10 Jan 2021

FinTS101 Ep. 3: The Parse Tree

The TL;DR

I managed to setup my little project with node.js and antlr.
The written code will output tagged elements from a parse of a segmentkopf element based on a first grammar.
I had to overcome some problems translating from java examples to javascript for what I tried to do.
I will stick with ANTLR.

Project setup

Node.JS

I skip that part since I’ve done the setup before and it’s not really the focus of the project (yet – I plan add some CI and deployments at some point). Simple installation steps are described in the project's README.

Antlr

The Antlr setup is twofold: installing the code generator and the antlr runtime.

There is a really useful Visual Studio code extension which comes with a bundled jar binary. For me, syntax highlighting and generating the .js files worked very well with it. Generate-on-save will produce updated source files right into the project. The more direct way to generate the files is to install the jar yourself and call it on the command line with some parameters.

The grammar

First thing I was interested in was to setup a grammar for a pretty basic FinTS element called segmentkopf.

A “segmentkopf” looks like this:

HIBNK:1:1:1

The grammar for it:

grammar FinTS;

segmentkopf  : segmentkennung DEG_SEP segmentnummer DEG_SEP segmentversion (DEG_SEP bezugssegment)?;

segmentkennung : DT_AN+ ;
segmentnummer : DT_num ;
segmentversion : DT_num ;
bezugssegment : DT_num ;

DT_AN : [A-Z] ;

// H.1.1 Syntaxzeichen
DEG_SEP : ':' ;

// // Datenformate
DT_num : '0' | [1-9] [0-9]* ; // Numerisch, keine fuehrenden Nullen

(forgive the German names and comments, but since the spec is written inGerman, too, I’ll stick to its terms, following a domain driven approach)

What you need to do:
1. According to the post on the FinTS parse tree, what two parts make up the Antlr setup?
2. Copy out the records starting at the line that contains "If you could point to the green algae" and ending at the final line of the records. Rename "yellow" to "golden" everywhere in that span and leave everything else untouched.

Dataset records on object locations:
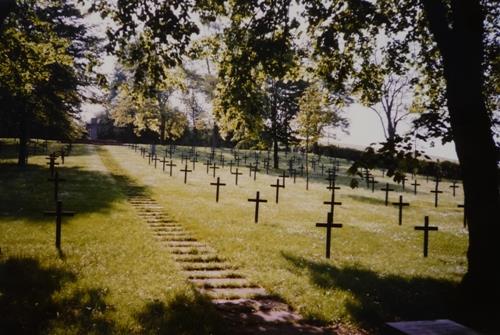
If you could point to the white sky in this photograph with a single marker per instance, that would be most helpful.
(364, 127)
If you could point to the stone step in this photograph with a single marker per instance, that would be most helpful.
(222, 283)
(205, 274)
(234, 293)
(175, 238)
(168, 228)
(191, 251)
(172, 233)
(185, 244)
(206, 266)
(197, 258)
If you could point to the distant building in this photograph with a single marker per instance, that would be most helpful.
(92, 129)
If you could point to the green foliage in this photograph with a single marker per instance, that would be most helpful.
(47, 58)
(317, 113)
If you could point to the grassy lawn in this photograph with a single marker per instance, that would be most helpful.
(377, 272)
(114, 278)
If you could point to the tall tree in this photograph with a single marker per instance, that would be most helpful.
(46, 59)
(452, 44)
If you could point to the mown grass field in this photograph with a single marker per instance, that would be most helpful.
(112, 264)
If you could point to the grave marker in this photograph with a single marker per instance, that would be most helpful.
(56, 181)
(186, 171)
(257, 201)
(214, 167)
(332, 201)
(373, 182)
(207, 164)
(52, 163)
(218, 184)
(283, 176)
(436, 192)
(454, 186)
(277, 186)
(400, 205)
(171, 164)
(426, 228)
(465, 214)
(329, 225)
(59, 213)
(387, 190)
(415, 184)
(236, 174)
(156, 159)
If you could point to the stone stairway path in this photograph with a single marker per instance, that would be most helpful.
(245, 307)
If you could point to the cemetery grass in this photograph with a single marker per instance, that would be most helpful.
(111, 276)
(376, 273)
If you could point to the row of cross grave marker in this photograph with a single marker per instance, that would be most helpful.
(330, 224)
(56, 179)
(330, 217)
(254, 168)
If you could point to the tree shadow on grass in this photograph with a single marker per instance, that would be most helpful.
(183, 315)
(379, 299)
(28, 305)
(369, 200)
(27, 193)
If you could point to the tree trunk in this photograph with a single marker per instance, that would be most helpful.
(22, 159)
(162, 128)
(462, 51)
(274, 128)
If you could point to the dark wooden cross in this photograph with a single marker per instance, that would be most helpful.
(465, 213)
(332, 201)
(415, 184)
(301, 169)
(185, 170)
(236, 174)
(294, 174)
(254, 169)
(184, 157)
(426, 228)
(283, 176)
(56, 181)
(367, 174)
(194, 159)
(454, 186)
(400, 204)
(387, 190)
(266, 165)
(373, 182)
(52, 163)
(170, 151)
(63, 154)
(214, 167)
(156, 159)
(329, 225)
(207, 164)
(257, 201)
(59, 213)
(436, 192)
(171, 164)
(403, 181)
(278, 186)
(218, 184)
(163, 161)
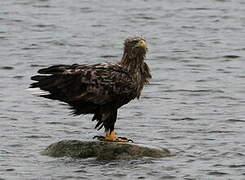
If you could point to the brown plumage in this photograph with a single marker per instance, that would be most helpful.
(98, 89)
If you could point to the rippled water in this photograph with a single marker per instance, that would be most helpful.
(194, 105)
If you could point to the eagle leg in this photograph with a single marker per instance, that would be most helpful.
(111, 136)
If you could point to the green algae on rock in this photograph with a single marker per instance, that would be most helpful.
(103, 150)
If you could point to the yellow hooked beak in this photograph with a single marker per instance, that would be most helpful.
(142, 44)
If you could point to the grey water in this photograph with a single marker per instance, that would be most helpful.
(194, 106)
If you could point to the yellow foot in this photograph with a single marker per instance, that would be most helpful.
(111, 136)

Answers to each task:
1. Installing the code generator and the Antlr runtime.

2.
If you could point to the green algae on rock in this photograph with a single marker per instance, that would be most helpful.
(103, 150)
If you could point to the golden hooked beak in this photograph with a single marker per instance, that would be most helpful.
(142, 44)
If you could point to the grey water in this photograph with a single marker per instance, that would be most helpful.
(194, 106)
If you could point to the golden foot in this photograph with a single marker per instance, that would be most helpful.
(111, 136)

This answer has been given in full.